* INPUT FOR THIS TASK *
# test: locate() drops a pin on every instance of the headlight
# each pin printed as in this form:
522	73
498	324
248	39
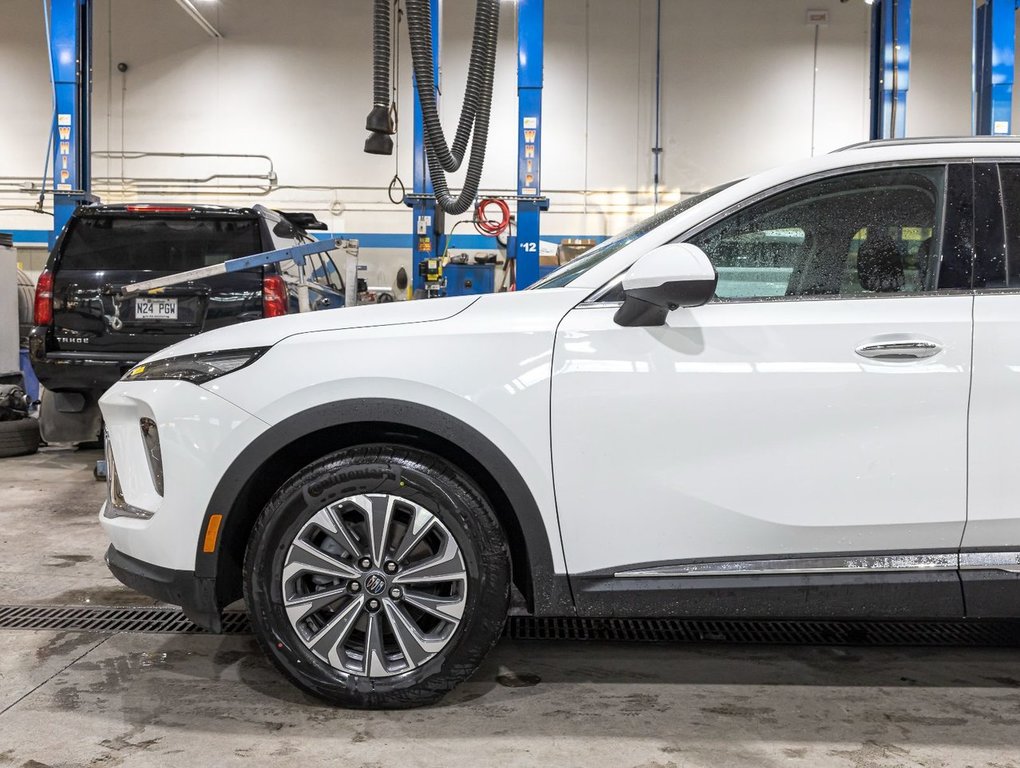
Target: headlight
195	368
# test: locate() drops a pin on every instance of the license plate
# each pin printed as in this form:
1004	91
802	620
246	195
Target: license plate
155	309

* TASK DIRECTIONS *
Copy all of the entries above word for word, but leave out the pictures.

* ANSWER TO THIS EXERCISE *
# test: locate() drops a pin on every instance of the headlight
# each pin printed as in this form:
522	73
498	324
248	39
Target: headlight
195	368
# test: locate() drops a pin on every instance of the license plate
# each pin printed as in this form:
1004	91
802	620
246	195
Target: license plate
155	309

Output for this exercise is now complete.